INSTRUCTION
Please show every line in the records below that contains the word "bare". Case counts.

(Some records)
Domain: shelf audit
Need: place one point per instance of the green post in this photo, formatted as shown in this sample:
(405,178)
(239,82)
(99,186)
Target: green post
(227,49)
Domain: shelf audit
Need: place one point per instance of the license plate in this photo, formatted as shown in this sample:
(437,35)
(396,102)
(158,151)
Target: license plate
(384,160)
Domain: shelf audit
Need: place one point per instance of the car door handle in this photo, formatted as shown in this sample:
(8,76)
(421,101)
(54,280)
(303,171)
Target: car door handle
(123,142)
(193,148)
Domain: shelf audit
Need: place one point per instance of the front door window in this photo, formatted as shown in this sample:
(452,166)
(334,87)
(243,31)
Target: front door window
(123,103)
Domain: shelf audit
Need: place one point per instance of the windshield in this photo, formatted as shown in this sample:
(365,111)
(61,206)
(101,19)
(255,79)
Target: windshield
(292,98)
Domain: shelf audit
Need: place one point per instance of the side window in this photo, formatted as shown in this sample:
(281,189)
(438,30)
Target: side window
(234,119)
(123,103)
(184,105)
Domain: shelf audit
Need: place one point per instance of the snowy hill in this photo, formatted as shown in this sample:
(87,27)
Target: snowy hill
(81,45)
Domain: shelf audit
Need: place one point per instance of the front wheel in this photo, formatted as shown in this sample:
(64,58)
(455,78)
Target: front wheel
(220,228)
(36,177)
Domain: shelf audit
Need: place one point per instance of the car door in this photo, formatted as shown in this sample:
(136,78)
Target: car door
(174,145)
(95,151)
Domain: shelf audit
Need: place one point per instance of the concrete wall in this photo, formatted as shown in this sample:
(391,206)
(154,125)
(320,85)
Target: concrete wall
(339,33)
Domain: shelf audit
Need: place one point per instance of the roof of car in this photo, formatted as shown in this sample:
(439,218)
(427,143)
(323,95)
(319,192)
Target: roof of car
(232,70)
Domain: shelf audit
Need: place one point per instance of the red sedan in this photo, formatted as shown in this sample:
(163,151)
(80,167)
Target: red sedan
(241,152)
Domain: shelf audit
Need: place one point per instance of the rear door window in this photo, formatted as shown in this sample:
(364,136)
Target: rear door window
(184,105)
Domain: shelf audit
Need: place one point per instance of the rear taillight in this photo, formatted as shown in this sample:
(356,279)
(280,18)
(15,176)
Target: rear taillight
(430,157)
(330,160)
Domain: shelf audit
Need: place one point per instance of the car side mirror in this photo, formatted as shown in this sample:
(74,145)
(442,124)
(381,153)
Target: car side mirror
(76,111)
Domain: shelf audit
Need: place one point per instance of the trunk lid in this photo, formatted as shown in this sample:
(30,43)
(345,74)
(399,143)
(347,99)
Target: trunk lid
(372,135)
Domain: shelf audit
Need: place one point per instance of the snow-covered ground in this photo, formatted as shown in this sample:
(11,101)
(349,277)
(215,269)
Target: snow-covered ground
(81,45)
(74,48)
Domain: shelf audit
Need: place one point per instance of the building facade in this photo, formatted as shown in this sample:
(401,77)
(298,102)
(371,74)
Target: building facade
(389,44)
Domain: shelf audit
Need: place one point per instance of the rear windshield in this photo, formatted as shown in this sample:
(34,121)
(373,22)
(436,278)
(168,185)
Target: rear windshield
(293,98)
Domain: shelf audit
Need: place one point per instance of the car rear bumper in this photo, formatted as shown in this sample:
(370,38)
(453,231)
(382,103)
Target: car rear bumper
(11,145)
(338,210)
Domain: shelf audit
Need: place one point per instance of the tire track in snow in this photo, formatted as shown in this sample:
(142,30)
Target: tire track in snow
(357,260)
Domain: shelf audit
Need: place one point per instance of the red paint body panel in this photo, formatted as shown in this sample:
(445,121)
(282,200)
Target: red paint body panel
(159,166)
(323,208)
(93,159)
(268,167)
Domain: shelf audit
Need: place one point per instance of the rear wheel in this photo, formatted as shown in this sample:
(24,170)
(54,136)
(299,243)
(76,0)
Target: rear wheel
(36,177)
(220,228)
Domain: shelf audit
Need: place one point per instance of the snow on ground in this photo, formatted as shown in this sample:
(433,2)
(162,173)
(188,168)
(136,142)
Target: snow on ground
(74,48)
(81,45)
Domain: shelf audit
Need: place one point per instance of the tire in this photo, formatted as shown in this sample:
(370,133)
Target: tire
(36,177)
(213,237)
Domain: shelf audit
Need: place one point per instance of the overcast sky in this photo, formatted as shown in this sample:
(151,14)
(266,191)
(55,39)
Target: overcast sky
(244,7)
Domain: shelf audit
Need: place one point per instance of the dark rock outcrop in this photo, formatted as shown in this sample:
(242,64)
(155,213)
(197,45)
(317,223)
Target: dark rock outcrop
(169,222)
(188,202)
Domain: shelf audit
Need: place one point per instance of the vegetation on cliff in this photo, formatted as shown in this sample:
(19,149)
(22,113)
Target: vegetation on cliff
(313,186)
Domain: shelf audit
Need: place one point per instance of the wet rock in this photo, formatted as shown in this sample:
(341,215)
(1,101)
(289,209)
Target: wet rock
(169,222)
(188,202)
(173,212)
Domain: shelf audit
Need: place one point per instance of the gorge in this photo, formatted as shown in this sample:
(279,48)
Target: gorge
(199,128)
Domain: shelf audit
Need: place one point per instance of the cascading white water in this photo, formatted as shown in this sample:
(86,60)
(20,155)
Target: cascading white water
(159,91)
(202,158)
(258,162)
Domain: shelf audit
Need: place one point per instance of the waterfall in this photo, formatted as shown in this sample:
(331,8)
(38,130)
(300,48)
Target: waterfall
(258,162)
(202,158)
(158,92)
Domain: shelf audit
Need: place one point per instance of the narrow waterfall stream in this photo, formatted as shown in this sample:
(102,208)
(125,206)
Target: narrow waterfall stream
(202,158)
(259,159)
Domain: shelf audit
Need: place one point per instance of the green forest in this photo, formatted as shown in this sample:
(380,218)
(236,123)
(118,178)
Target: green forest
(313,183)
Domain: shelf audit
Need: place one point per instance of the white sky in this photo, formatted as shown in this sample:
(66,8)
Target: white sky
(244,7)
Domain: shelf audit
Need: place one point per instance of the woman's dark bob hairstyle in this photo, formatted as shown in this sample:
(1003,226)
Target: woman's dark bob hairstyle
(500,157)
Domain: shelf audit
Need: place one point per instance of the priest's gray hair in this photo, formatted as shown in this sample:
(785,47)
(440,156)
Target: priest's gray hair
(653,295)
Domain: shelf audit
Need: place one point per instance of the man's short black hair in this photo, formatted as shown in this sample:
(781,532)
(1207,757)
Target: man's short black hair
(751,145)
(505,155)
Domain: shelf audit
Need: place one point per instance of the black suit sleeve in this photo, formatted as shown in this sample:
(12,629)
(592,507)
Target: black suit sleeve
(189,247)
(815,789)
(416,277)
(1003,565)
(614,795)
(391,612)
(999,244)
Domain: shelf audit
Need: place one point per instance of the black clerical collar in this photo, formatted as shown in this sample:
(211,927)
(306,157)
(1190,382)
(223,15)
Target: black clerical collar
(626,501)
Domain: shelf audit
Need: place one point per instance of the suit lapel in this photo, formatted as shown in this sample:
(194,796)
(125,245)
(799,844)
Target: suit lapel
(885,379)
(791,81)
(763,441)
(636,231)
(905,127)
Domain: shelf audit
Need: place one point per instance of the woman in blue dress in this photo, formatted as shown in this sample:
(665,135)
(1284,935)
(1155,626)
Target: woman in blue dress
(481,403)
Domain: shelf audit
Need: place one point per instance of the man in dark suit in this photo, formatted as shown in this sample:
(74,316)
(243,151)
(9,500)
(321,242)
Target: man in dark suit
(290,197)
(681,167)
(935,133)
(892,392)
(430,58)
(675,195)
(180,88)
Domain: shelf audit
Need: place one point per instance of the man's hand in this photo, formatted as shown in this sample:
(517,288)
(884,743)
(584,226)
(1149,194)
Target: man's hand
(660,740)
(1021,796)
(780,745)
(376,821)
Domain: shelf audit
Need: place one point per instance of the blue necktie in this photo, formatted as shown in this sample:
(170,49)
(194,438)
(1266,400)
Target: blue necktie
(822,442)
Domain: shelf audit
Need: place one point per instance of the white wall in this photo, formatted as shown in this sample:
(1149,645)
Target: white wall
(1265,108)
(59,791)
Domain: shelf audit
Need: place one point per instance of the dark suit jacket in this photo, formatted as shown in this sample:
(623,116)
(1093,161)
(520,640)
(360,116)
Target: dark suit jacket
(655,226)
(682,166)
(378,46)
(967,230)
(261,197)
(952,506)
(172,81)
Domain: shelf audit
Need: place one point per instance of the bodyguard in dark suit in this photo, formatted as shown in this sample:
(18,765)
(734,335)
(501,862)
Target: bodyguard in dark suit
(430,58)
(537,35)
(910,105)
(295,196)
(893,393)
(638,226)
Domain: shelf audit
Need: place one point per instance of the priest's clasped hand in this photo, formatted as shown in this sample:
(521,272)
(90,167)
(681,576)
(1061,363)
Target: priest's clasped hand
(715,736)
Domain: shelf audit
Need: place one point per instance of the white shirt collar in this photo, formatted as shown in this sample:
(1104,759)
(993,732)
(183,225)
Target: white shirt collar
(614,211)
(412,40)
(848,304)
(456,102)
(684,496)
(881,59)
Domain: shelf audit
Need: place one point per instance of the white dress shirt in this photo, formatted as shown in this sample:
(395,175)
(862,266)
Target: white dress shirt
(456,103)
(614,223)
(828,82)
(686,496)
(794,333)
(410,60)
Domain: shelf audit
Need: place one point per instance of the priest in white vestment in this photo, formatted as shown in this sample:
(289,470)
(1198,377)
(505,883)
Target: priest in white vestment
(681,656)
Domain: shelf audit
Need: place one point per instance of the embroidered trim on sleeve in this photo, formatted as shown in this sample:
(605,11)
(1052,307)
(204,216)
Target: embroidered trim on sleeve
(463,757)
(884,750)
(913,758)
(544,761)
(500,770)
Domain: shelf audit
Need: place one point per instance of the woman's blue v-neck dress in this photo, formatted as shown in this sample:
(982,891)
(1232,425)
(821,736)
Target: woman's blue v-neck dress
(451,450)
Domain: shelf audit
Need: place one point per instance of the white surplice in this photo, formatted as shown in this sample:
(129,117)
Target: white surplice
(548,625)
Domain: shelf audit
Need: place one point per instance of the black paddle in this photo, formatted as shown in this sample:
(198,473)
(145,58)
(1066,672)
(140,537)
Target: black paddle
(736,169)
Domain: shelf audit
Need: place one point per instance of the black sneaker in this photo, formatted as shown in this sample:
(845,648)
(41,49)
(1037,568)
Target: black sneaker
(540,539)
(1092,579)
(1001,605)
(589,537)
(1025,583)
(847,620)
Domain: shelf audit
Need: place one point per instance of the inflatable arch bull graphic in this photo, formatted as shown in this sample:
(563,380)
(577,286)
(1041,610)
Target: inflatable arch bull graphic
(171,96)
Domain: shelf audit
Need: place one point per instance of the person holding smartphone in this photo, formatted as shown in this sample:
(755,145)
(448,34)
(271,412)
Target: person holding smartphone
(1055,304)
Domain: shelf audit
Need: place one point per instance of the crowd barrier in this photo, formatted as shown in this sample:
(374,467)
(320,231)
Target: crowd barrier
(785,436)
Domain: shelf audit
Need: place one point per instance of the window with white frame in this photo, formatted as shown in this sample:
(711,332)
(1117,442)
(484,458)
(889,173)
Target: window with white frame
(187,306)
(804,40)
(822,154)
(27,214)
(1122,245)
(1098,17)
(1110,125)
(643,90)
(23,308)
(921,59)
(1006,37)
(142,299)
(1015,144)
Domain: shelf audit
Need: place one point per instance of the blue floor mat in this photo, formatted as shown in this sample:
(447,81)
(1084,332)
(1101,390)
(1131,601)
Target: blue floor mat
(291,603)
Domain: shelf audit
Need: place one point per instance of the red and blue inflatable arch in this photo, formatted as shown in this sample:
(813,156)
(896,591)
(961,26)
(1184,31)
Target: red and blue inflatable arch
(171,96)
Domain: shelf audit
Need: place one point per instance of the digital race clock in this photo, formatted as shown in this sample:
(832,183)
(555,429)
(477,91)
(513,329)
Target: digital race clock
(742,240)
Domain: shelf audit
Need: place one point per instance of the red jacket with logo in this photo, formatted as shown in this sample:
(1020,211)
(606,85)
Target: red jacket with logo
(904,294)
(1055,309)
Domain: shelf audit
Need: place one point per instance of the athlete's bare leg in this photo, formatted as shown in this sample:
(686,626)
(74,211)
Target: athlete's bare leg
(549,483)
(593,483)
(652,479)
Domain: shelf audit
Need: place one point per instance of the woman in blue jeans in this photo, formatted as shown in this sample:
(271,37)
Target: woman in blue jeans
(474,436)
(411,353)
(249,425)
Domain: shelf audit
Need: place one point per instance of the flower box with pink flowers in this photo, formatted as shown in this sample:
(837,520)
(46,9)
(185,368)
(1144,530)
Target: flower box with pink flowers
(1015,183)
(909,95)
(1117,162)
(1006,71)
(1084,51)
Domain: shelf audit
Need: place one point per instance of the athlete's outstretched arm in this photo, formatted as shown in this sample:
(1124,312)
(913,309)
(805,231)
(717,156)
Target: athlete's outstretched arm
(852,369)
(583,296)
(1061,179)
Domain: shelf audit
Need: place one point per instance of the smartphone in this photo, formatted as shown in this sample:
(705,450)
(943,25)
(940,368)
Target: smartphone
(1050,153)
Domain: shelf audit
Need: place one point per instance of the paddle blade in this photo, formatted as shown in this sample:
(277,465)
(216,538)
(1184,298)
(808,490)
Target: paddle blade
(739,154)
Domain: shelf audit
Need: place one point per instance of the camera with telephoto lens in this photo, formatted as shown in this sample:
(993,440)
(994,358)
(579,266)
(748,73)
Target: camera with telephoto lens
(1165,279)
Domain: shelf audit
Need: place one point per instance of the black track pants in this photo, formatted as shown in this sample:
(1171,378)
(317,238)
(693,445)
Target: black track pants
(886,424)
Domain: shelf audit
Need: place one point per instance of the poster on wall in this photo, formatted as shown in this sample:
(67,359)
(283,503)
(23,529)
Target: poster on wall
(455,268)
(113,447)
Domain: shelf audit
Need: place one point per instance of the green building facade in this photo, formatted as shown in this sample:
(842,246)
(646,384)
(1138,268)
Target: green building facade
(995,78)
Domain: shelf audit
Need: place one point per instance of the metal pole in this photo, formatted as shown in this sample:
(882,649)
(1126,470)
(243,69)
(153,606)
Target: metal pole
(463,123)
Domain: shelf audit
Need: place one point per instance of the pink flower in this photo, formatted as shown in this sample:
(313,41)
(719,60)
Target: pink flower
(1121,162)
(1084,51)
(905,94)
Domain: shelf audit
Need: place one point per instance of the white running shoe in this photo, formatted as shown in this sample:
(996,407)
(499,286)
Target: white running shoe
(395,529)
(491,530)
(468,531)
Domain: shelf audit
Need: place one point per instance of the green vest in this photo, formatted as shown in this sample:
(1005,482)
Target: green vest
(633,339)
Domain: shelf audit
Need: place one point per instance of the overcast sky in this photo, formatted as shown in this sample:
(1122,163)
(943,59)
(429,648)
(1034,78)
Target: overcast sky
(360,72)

RESULT OF THE TASK
Need: place one point per instance of the athlete's bare leg in this photo, formatted as shown in this sample:
Target: athlete's bare leg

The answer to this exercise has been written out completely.